Object position labeling records:

** Begin **

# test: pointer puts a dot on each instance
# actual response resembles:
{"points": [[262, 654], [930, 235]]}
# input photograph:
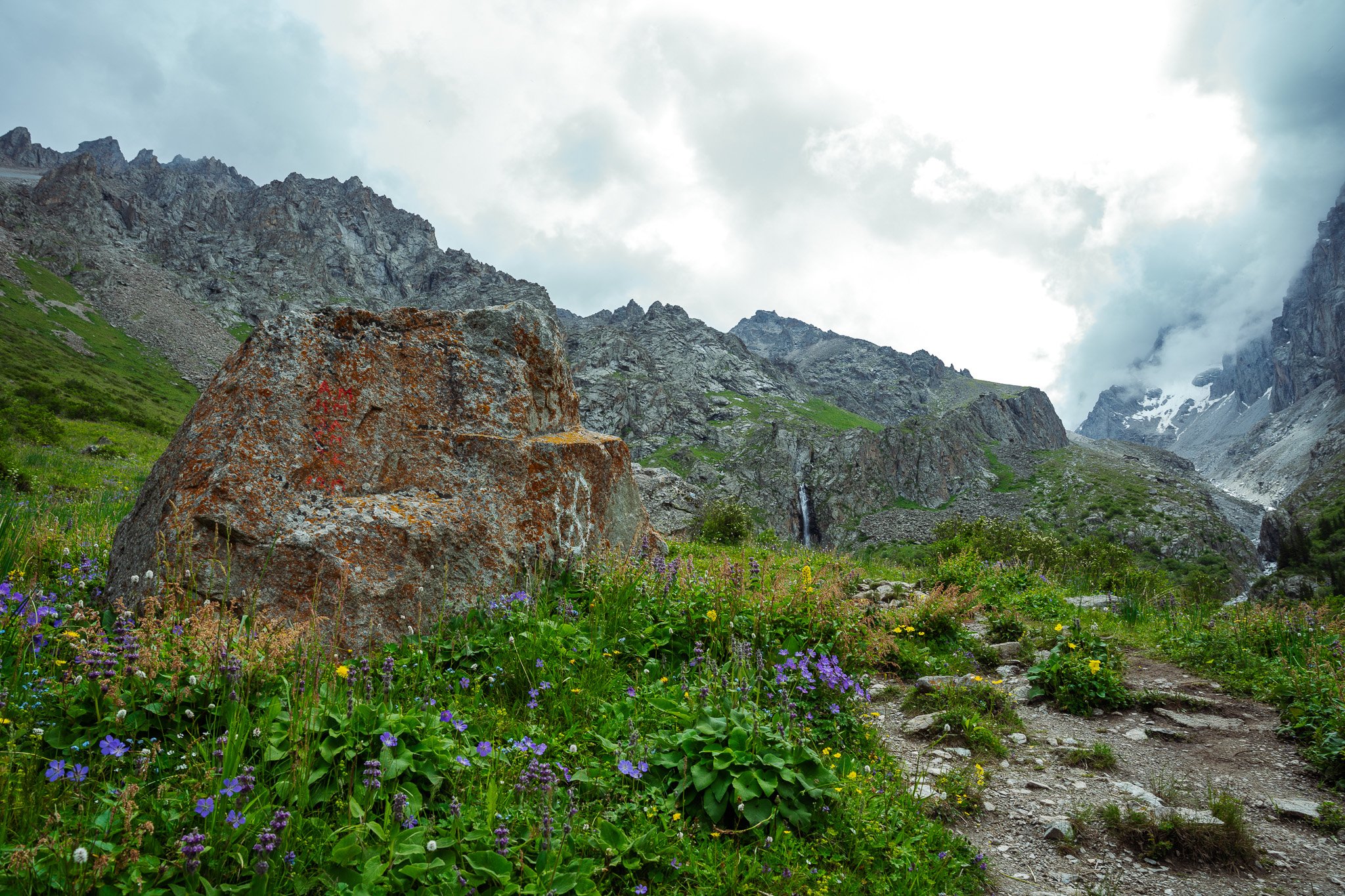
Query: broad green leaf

** End **

Task instructions: Render every line of the records above as a numbered list, dropping blank lines and leaving the pictures out.

Expected answer:
1. # test: pointer puts a dot on each instance
2. # actual response resembles:
3. {"points": [[262, 654], [930, 235]]}
4. # input photograph:
5. Query: broad green leaf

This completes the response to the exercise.